[start]
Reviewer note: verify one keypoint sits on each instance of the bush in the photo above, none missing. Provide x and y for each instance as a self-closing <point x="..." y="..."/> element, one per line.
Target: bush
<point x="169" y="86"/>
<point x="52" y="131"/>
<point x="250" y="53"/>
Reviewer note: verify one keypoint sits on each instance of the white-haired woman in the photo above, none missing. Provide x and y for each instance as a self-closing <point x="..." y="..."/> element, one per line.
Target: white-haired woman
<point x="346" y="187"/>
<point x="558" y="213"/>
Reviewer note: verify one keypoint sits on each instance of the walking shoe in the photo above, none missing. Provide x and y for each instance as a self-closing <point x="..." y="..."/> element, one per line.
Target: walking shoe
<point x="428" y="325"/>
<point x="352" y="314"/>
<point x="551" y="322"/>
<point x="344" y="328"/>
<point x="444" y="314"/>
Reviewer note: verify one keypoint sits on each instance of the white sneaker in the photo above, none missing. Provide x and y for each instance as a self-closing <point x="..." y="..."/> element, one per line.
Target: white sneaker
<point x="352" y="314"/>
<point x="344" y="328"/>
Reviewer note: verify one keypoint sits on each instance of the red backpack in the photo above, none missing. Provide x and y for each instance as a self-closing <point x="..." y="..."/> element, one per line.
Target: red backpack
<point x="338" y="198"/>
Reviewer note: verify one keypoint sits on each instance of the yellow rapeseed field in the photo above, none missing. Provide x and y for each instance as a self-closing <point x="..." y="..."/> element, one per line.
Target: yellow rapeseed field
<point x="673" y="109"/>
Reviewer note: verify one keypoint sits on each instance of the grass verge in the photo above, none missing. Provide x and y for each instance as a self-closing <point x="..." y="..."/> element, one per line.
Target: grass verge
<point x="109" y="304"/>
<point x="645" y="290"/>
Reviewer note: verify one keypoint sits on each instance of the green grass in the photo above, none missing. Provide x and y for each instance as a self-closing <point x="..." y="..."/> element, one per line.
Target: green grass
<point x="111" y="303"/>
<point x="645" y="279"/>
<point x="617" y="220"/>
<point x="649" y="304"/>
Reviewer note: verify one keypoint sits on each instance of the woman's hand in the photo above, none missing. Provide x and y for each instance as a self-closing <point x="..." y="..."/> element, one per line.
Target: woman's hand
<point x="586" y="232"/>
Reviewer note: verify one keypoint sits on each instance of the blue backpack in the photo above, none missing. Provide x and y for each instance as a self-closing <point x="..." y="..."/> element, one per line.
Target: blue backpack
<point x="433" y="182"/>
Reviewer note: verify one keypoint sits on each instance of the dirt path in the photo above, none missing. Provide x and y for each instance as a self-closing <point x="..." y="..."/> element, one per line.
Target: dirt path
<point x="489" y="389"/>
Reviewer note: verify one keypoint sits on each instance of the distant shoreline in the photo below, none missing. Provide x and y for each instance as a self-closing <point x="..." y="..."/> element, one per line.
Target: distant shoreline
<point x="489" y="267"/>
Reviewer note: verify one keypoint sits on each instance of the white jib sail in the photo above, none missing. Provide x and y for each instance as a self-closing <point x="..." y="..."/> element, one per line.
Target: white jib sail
[end]
Stated task —
Turn all of the material above into a numbered list with one line per item, leaving out any blank lines.

Task response —
1. Reviewer note: verify one keypoint sits on each instance of the bush in the photo above, none missing. Provide x and y for each instance as a self-closing <point x="..." y="..."/> element, one per line.
2. Target: bush
3. <point x="169" y="86"/>
4. <point x="52" y="131"/>
5. <point x="250" y="53"/>
6. Reviewer note: verify one keypoint sits on each instance of the white-haired woman in the photo above, none missing. Provide x and y for each instance as a self-closing <point x="..." y="..."/> element, one per line.
7. Target: white-haired woman
8. <point x="346" y="187"/>
9. <point x="558" y="213"/>
10. Reviewer note: verify one keypoint sits on each instance of the walking shoe in the photo above, none missing. Provide x and y for each instance as a self-closing <point x="..." y="..."/> element, one per line.
11. Target: walking shoe
12. <point x="428" y="325"/>
13. <point x="352" y="314"/>
14. <point x="551" y="322"/>
15. <point x="344" y="328"/>
16. <point x="444" y="314"/>
17. Reviewer note: verify one keypoint sits on each instance of the white sneaker in the photo above, none missing. Provide x and y for each instance as a self-closing <point x="..." y="..."/> element, one per line.
18. Target: white sneaker
19. <point x="352" y="314"/>
20. <point x="344" y="328"/>
21. Reviewer note: verify one keypoint sits on each instance of the red backpack in the photo above, none missing. Provide x and y for each instance as a self-closing <point x="..." y="..."/> element, one per line.
22. Target: red backpack
23. <point x="338" y="198"/>
24. Reviewer note: verify one keypoint sits on each instance of the yellow rapeseed field in the photo above, none missing. Provide x and y for each instance as a self-closing <point x="..." y="..."/> element, one per line.
25. Target: yellow rapeseed field
26. <point x="673" y="109"/>
27. Reviewer note: verify one keypoint sits on each instance of the grass verge in the photo above, none missing. Provide x and y for each instance as a self-closing <point x="..." y="..."/> element, one per line.
28. Target: grass verge
29. <point x="109" y="304"/>
30. <point x="645" y="290"/>
31. Reviewer note: verify one keypoint sits on each instance of the green grass in the photo above, none missing. Provide x and y for each instance as a self-closing <point x="..." y="..."/> element, one per line.
32. Target: green grass
33. <point x="111" y="303"/>
34. <point x="645" y="279"/>
35. <point x="617" y="220"/>
36. <point x="649" y="304"/>
37. Reviewer note: verify one keypoint sits on each instance of the woman's hand in the photo above, none missing. Provide x and y for each instance as a self-closing <point x="..." y="..."/> element, one per line.
38. Target: woman's hand
39. <point x="586" y="232"/>
40. Reviewer note: verify one keypoint sits on each instance of the blue backpack in the photo above, none missing. Provide x and y for each instance as a self-closing <point x="..." y="..."/> element, one per line.
41. Target: blue backpack
42. <point x="433" y="182"/>
43. Reviewer note: verify one keypoint sits on each instance of the dirt path in the photo above, none missing. Provide x and y for each instance as a self-closing <point x="..." y="..."/> element, one per line.
44. Target: dirt path
45. <point x="489" y="389"/>
46. Reviewer note: verify one keypoint sits on each instance of the distant shoreline in the photo below, none missing. Provide x and y for each instance as a self-closing <point x="..." y="..."/> element, one per line.
47. Target: distant shoreline
48. <point x="489" y="267"/>
49. Reviewer note: verify one keypoint sits on each instance of the white jib sail in the photo above, none missing. Provide x and y for each instance as a self-closing <point x="..." y="..."/> element, one per line.
50. Target: white jib sail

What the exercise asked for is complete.